I have had 150gram weights break off on 80lb shockers. That is just over 5 oz. Sometimes it _may_ have been a knot failure as a result of fatigue on the knot, other times it has been inches from the lead, nowhere near the knot. I have had baseballs break off the same shocker and get shot straight behind me. You never know what _may_ happen. Just my .02.....

Robert


----------



## skunk king (Mar 25, 2008)

thekingfeeder said:


> 1000 times it may seem safe, the one time you have a shockleader hanging out of a kids head that got hit by your lead, you will wish you had thickened up. Seems like for it to be a general consensus that 10lbs per ounce is safest, there must be reason.
> 
> I have had 150gram weights break off on 80lb shockers. That is just over 5 oz. Sometimes it _may_ have been a knot failure as a result of fatigue on the knot, other times it has been inches from the lead, nowhere near the knot. I have had baseballs break off the same shocker and get shot straight behind me. You never know what _may_ happen. Just my .02.....
> 
> Robert


Ok, but that can happen anytime from a bad knot or unseen nick in the line. I get what you're saying, but would like a more scientific answer than to save the children.

So yes, there must be a reason some people use that rule of thumb and I'm trying to get to the bottom of it. 80lb seems like overkill to me. I know 2 other guys that use small leaders like me and they don't have issues either. I am using fluorocarbon, maybe that's the difference? Was this an older rule of thumb when line was made of a different material and the rule hasn't been revisited with newer technologies? Something just for high inertia casts? 

Not trying to be argumentative, trying to figure out why you guys say I should be using an 80lb. shock leader when I've had no issues with 40 lb.


----------



## Mark G (Nov 15, 2004)

skunk king said:


> are you guys pendulum casting while fishing? I've never broken off or had issues with a 40lb shock leader(other than cutting the thumb on the knot once or twice), even after landing several large fish. I've pendulum cast with it a couple of times too without issue. I'm trying to figure out why your casts are more violent than mine. Are you guys pushing hard on the back cast? I gently lay my line back(Hatteras cast), then build power going forward. I'll push it from side to side on occasion instead of going straight back, but nothing ever using enough force to break a 40lb shock leader.


Regardless of the cast style, all power should be built on the forward stroke-- 
A highly effective pull with the bottom hand is what really accelerates a lead-- and stretches (stresses) the shock leader to the breaking point. If the shock leader has been dragged across sand and debris repeatedly, chewed on by fish,etc. ..-- each cast brings the leader closer to the breaking point.

I actually have a pretty smooth hit on the rod (usually), but still have managed to snap a few 50 lb. shockleaders on occassion.


----------



## Mark G (Nov 15, 2004)

skunk king said:


> Ok, but that can happen anytime from a bad knot or unseen nick in the line. I get what you're saying, but would like a more scientific answer than to save the children.

┄┄┄┄┄┄

◆ **SET TASK 1**
According to the thread, why does each cast bring a shock leader that has been dragged across sand or chewed on by fish closer to breaking? Answer in one to three sentences.
◆ **SET TASK 2**
Quote the stretch of the thread from "Not trying to" through "40lb shock leader." word for word.
The records have no connection to the thread.

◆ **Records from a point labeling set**
┄┄┄┄┄┄

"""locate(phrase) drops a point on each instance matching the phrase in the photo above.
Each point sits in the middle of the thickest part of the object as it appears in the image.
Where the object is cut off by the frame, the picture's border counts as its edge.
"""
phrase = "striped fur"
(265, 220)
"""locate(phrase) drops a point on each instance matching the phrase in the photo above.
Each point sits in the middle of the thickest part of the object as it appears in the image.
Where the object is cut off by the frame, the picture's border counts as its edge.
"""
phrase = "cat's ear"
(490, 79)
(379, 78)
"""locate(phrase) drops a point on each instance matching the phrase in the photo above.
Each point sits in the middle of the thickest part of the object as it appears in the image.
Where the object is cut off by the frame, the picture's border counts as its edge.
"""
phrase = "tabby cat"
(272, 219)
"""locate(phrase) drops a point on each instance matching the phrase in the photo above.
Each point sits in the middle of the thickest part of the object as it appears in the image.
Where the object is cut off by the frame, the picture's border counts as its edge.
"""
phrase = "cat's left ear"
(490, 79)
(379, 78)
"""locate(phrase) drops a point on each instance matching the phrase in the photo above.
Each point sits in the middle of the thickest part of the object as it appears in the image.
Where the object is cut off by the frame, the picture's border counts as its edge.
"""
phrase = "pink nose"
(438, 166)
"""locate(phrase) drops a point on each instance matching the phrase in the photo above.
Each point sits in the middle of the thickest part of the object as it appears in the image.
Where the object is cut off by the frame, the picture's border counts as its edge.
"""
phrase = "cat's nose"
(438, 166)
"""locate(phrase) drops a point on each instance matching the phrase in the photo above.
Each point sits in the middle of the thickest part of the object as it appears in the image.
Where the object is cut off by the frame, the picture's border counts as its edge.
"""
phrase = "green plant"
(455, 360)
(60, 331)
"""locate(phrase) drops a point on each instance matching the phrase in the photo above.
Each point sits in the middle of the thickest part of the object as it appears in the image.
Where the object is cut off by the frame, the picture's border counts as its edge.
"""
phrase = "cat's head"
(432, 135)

┄┄┄┄┄┄

◆ **CORRECT OUTPUT 1**
A strong pull with the bottom hand on the forward stroke accelerates the lead and stretches the shock leader to its breaking point. When the leader has already been dragged across sand and debris or chewed on by fish, that repeated stress on every cast pushes it nearer to breaking.

◆ **CORRECT OUTPUT 2**
Not trying to be argumentative, trying to figure out why you guys say I should be using an 80lb. shock leader when I've had no issues with 40 lb.


----------



## Mark G (Nov 15, 2004)

skunk king said:


> are you guys pendulum casting while fishing? I've never broken off or had issues with a 40lb shock leader(other than cutting the thumb on the knot once or twice), even after landing several large fish. I've pendulum cast with it a couple of times too without issue. I'm trying to figure out why your casts are more violent than mine. Are you guys pushing hard on the back cast? I gently lay my line back(Hatteras cast), then build power going forward. I'll push it from side to side on occasion instead of going straight back, but nothing ever using enough force to break a 40lb shock leader.